++++ GIVEN DATA
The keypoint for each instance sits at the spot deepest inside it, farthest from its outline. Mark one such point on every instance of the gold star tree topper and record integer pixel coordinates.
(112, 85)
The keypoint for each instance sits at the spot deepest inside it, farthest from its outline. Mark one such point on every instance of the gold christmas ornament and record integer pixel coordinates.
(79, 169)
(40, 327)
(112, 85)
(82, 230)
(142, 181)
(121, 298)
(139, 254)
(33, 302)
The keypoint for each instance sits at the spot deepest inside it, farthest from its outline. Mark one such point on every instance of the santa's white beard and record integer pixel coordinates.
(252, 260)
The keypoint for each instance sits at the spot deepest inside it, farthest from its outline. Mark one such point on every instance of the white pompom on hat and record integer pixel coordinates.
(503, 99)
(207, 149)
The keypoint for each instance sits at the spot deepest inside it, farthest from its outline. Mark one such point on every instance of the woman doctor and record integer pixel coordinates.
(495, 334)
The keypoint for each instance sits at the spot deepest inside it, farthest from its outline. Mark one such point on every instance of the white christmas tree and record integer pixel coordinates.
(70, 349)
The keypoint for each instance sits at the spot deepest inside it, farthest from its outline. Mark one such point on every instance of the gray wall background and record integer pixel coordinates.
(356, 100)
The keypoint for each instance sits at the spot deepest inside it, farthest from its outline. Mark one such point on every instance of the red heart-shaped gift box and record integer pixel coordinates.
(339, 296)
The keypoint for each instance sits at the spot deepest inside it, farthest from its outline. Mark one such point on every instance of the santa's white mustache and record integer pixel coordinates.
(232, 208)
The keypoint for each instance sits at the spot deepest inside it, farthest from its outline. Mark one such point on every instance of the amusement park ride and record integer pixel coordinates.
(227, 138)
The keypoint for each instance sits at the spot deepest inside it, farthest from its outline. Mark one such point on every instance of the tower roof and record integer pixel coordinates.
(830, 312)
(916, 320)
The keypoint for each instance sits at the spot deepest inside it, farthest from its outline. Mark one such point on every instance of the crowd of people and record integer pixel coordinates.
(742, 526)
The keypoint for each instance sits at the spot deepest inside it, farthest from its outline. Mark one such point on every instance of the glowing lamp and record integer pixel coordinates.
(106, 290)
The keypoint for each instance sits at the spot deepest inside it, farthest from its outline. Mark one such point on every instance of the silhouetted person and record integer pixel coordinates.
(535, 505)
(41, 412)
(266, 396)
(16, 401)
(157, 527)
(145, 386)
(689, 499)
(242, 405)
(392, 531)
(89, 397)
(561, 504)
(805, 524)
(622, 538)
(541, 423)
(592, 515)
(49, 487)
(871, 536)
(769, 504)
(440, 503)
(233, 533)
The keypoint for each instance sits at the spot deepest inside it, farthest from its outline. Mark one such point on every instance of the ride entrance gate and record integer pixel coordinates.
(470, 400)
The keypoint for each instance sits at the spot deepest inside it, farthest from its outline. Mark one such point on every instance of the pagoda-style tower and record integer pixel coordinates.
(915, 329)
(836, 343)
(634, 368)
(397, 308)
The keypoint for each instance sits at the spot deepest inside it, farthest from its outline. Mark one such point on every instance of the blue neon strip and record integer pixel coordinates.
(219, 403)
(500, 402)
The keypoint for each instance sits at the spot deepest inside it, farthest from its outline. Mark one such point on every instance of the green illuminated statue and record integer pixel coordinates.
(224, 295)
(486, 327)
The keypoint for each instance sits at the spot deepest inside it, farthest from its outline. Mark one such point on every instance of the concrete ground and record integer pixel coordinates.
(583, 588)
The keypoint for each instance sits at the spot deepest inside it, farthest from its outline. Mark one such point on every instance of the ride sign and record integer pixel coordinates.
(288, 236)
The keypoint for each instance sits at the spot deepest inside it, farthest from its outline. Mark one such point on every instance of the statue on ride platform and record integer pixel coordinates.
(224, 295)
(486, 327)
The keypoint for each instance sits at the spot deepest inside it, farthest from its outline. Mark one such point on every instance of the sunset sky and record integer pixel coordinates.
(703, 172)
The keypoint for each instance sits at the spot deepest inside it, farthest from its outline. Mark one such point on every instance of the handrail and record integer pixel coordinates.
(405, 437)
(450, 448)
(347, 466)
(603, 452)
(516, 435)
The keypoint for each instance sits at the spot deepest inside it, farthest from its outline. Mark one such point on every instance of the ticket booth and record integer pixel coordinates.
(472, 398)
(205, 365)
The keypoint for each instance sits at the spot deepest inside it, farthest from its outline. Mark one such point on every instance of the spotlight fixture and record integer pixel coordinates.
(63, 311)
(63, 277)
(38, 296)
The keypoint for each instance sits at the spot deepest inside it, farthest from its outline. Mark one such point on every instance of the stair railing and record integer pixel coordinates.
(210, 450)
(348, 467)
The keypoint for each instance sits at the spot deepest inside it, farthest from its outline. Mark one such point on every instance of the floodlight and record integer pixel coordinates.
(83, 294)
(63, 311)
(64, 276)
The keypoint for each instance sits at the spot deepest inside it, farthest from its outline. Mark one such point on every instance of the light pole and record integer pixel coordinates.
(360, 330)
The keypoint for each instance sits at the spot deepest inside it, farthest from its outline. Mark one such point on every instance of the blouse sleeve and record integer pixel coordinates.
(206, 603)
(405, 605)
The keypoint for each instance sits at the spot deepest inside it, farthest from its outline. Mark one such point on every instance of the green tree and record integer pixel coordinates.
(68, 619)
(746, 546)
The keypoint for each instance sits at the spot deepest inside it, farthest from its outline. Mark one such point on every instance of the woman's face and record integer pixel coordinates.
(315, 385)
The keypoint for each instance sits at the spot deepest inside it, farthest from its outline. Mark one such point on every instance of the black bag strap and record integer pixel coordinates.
++++++++
- WRITTEN EXERCISE -
Lay out all of the records above as a Markdown table with two columns, "Row" for the row number and "Line" for the line itself, leaving out any blank lines.

- TASK RESPONSE -
| Row | Line |
|---|---|
| 1 | The keypoint for each instance sits at the spot deepest inside it, farthest from its outline. Mark one such point on every instance of the gold star tree topper and record integer pixel coordinates. |
| 2 | (112, 85) |
| 3 | The keypoint for each instance sits at the spot deepest inside it, farthest from its outline. Mark one such point on every instance of the gold christmas ornament and record integer pixel coordinates. |
| 4 | (79, 169) |
| 5 | (40, 327) |
| 6 | (112, 85) |
| 7 | (82, 230) |
| 8 | (142, 181) |
| 9 | (121, 298) |
| 10 | (139, 254) |
| 11 | (33, 302) |
| 12 | The keypoint for each instance sits at the spot deepest inside it, farthest from its outline. Mark one such point on every instance of the santa's white beard and record integer pixel coordinates. |
| 13 | (252, 260) |
| 14 | The keypoint for each instance sits at the spot deepest inside it, farthest from its outline. Mark one such point on every instance of the white pompom on hat and record integer pixel coordinates. |
| 15 | (503, 99) |
| 16 | (207, 149) |
| 17 | The keypoint for each instance sits at the spot deepest inside it, farthest from its outline. Mark one such point on every instance of the woman doctor and record integer pixel coordinates. |
| 18 | (495, 334) |
| 19 | The keypoint for each instance sits at the spot deepest inside it, farthest from its outline. Mark one such point on every instance of the white christmas tree and record integer pixel coordinates. |
| 20 | (70, 349) |
| 21 | The keypoint for each instance sits at the spot deepest inside it, farthest from its outline. Mark one such point on every instance of the gray wall background and record integer pixel coordinates. |
| 22 | (356, 100) |
| 23 | The keypoint for each instance sits at the spot deepest inside it, farthest from its outline. Mark one such point on every instance of the red heart-shaped gift box and record integer pixel coordinates. |
| 24 | (339, 296) |
| 25 | The keypoint for each instance sits at the spot deepest inside it, farthest from its outline. Mark one such point on every instance of the santa's white mustache and record integer pixel coordinates. |
| 26 | (232, 208) |
| 27 | The keypoint for each instance sits at the spot deepest inside it, farthest from its outline. Mark one such point on every instance of the amusement park ride and record integer pixel coordinates. |
| 28 | (227, 138) |
| 29 | The keypoint for each instance sits at the spot deepest inside it, farthest from its outline. Mark one such point on every instance of the tower roof and record integer pixel coordinates. |
| 30 | (830, 312) |
| 31 | (916, 320) |
| 32 | The keypoint for each instance sits at the spot deepest inside it, farthest from its outline. Mark one such point on every instance of the crowd of people and record integer pixel coordinates. |
| 33 | (742, 526) |
| 34 | The keypoint for each instance sits at the spot deepest inside it, farthest from its outline. Mark one such point on every instance of the glowing lamp and record integer pixel coordinates. |
| 35 | (106, 290) |
| 36 | The keypoint for each instance sits at the spot deepest inside it, farthest from its outline. Mark one such point on every instance of the silhouetted person and record integer pixel coordinates. |
| 37 | (535, 505) |
| 38 | (41, 412) |
| 39 | (266, 396) |
| 40 | (16, 401) |
| 41 | (157, 527) |
| 42 | (145, 386) |
| 43 | (689, 499) |
| 44 | (242, 405) |
| 45 | (392, 531) |
| 46 | (89, 397) |
| 47 | (561, 504) |
| 48 | (805, 524) |
| 49 | (622, 538) |
| 50 | (541, 423) |
| 51 | (592, 515) |
| 52 | (49, 487) |
| 53 | (871, 536) |
| 54 | (769, 504) |
| 55 | (440, 503) |
| 56 | (233, 533) |
| 57 | The keypoint for each instance sits at the spot deepest inside it, farthest from its outline. Mark one such point on every instance of the ride entrance gate and record integer pixel coordinates. |
| 58 | (470, 400) |
| 59 | The keypoint for each instance sits at the spot deepest inside it, farthest from its outline. Mark one such point on every instance of the pagoda-style tower and record integer pixel coordinates. |
| 60 | (915, 329) |
| 61 | (836, 343) |
| 62 | (634, 368) |
| 63 | (397, 308) |
| 64 | The keypoint for each instance sits at the spot deepest inside it, farthest from its outline. Mark one such point on every instance of the blue neon strip and record integer pixel coordinates. |
| 65 | (219, 403) |
| 66 | (500, 402) |
| 67 | The keypoint for each instance sits at the spot deepest inside it, farthest from its outline. Mark one such point on every instance of the green illuminated statue and record integer pixel coordinates. |
| 68 | (224, 295) |
| 69 | (486, 327) |
| 70 | The keypoint for each instance sits at the spot deepest inside it, farthest from its outline. Mark one such point on every instance of the concrete ground and record integer pixel coordinates. |
| 71 | (583, 588) |
| 72 | The keypoint for each instance sits at the spot deepest inside it, farthest from its outline. Mark one such point on every instance of the ride sign and record integer pixel coordinates. |
| 73 | (288, 236) |
| 74 | The keypoint for each instance sits at the spot deepest inside it, farthest from its outline. Mark one such point on every instance of the statue on ride platform and record integer pixel coordinates. |
| 75 | (224, 295) |
| 76 | (486, 327) |
| 77 | The keypoint for each instance sits at the spot deepest inside it, farthest from its outline. Mark one such point on every instance of the sunset sky and record integer pixel coordinates. |
| 78 | (703, 172) |
| 79 | The keypoint for each instance sits at the spot deepest inside it, farthest from its outline. Mark one such point on every instance of the handrail and record integer pixel coordinates. |
| 80 | (405, 437) |
| 81 | (450, 448) |
| 82 | (347, 466) |
| 83 | (603, 452) |
| 84 | (516, 435) |
| 85 | The keypoint for each instance sits at the spot deepest inside it, farthest from its outline. Mark one such point on every instance of the ticket booth and record integer pixel coordinates. |
| 86 | (472, 398) |
| 87 | (205, 365) |
| 88 | The keypoint for each instance sits at the spot deepest inside it, farthest from its outline. Mark one such point on every instance of the spotlight fixture and record integer pixel coordinates. |
| 89 | (63, 311) |
| 90 | (63, 277) |
| 91 | (38, 296) |
| 92 | The keypoint for each instance sits at the spot deepest inside it, farthest from its outline. Mark one such point on every instance of the stair railing and record integer pixel coordinates. |
| 93 | (210, 450) |
| 94 | (348, 467) |
| 95 | The keypoint for each instance sits at the spot deepest inside it, farthest from its outline. Mark one such point on every instance of the floodlight and record integer pixel coordinates. |
| 96 | (83, 294) |
| 97 | (63, 311) |
| 98 | (64, 276) |
| 99 | The keypoint for each instance sits at the spot deepest inside it, farthest from its outline. Mark one such point on every instance of the light pole and record integer pixel coordinates. |
| 100 | (360, 330) |
| 101 | The keypoint for each instance sits at the spot deepest inside it, farthest from its outline. Mark one such point on every instance of the blouse sleeve and record integer pixel coordinates. |
| 102 | (206, 603) |
| 103 | (405, 605) |
| 104 | The keypoint for each instance sits at the spot deepest inside it, farthest from its outline. Mark one such point on every instance of the green tree and record integer pixel coordinates. |
| 105 | (68, 619) |
| 106 | (746, 546) |
| 107 | The keypoint for each instance sits at the spot deepest inside it, farthest from its outline. Mark one such point on every instance of the woman's face and record integer pixel coordinates. |
| 108 | (315, 385) |
| 109 | The keypoint for each instance sits at the spot deepest inside it, farthest from its outline. Mark one such point on every instance of the black bag strap and record integer pixel coordinates. |